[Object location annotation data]
# # # #

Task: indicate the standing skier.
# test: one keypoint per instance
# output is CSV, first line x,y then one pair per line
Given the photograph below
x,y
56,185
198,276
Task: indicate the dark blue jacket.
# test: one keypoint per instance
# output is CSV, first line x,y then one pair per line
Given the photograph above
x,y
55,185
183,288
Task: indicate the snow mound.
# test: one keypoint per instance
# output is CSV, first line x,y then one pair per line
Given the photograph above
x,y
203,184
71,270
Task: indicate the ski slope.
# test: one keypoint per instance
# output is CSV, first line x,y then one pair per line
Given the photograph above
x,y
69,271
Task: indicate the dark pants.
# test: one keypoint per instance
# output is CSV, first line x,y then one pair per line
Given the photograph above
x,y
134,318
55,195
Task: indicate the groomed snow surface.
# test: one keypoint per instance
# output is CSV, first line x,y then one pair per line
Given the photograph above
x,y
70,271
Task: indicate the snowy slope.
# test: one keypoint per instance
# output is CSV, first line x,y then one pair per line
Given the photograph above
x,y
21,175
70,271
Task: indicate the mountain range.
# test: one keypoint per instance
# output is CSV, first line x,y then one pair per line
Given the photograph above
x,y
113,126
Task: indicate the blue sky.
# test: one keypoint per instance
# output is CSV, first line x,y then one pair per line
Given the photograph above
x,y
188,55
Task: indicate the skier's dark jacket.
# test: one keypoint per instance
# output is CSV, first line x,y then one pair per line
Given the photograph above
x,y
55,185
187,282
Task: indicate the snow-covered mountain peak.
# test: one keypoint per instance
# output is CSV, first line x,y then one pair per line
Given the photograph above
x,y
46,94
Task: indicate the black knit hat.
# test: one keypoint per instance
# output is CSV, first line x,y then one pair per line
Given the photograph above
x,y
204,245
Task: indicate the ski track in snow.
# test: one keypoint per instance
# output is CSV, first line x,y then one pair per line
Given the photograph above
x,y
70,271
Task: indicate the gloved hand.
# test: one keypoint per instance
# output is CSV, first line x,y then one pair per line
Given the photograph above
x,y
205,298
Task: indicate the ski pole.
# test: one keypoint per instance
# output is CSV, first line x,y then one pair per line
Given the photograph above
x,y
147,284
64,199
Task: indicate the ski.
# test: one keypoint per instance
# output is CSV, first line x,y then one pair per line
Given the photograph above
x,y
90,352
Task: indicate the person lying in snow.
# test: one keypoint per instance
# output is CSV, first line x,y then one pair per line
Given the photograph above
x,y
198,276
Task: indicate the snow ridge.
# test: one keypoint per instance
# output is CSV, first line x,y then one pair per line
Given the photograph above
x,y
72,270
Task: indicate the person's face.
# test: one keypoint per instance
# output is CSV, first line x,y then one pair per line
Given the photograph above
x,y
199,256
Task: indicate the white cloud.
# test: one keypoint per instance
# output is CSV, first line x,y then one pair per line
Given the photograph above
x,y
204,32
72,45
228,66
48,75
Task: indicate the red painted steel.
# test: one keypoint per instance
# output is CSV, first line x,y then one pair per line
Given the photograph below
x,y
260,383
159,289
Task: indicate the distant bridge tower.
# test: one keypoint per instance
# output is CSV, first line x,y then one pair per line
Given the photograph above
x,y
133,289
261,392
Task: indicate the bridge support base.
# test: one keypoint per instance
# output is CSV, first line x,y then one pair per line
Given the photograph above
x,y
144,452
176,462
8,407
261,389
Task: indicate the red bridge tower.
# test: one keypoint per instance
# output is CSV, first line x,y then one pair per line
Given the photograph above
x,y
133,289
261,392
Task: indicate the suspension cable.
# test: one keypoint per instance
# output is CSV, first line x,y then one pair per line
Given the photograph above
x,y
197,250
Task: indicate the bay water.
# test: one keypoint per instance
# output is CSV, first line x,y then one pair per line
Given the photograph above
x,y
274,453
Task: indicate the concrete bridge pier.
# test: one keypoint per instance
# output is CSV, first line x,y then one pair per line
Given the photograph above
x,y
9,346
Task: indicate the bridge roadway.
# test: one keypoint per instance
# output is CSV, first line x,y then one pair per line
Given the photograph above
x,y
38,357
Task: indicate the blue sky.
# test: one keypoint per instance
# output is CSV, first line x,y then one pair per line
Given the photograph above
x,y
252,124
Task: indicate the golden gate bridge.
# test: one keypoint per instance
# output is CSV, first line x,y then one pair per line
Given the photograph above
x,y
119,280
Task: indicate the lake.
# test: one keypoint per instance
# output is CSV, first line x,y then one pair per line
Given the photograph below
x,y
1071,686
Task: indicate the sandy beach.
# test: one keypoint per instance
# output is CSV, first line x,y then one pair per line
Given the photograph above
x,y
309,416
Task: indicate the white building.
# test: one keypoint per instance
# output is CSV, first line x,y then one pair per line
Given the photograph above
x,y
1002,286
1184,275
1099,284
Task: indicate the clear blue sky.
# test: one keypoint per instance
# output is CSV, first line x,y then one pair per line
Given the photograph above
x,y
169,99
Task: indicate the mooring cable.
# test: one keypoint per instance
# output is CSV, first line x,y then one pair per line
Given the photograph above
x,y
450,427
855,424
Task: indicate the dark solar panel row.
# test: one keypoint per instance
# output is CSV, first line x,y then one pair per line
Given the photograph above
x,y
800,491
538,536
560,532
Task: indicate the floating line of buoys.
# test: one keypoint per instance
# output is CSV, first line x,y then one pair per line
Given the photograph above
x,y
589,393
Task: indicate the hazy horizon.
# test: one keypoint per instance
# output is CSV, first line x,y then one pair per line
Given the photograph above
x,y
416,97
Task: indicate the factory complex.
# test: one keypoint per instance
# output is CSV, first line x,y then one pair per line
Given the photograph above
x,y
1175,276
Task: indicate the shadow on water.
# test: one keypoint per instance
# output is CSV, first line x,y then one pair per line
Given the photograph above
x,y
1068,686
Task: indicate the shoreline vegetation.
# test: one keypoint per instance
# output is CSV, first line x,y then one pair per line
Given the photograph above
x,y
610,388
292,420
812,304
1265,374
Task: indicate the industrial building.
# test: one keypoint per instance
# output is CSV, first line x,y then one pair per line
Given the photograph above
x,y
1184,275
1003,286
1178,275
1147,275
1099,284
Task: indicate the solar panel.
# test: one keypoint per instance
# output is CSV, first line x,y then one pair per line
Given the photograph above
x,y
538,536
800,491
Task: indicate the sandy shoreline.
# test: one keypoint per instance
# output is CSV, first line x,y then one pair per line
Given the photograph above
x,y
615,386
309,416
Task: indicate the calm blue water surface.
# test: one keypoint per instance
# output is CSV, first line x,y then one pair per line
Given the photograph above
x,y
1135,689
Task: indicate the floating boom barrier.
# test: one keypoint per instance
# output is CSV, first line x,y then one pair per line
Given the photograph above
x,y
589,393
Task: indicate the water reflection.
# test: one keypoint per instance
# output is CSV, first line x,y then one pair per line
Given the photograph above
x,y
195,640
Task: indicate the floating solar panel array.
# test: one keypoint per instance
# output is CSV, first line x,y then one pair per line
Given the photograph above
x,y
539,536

# # # #

**DIRECTION:**
Rescale the data between the line holding "Task: indicate the calm blue water surface." and the end of the data, inclusive, by writing out every one of those lines in full with each x and y coordinate multiplied by 0.6. Round each result to a whole number, with halves rounding up.

**ANSWER TO THIS EXERCISE:**
Task: indicate the calm blue water surface.
# test: one keypoint per instance
# output is CSV, first line x,y then one pair per line
Given the photograph above
x,y
681,413
Task: indicate the floating boom barrier.
# test: one keypoint per instance
# output is CSV, first line x,y then one pair per line
Given the photograph above
x,y
353,236
Task: indicate the water reflection.
# test: one keypoint per instance
# output is CSV, first line x,y then one pair per line
Given the photograph above
x,y
117,384
Task: indicate the floating solar panel array.
# test: one keypoint per instance
# output is CSV, first line x,y then one pair per line
Given the photograph above
x,y
323,322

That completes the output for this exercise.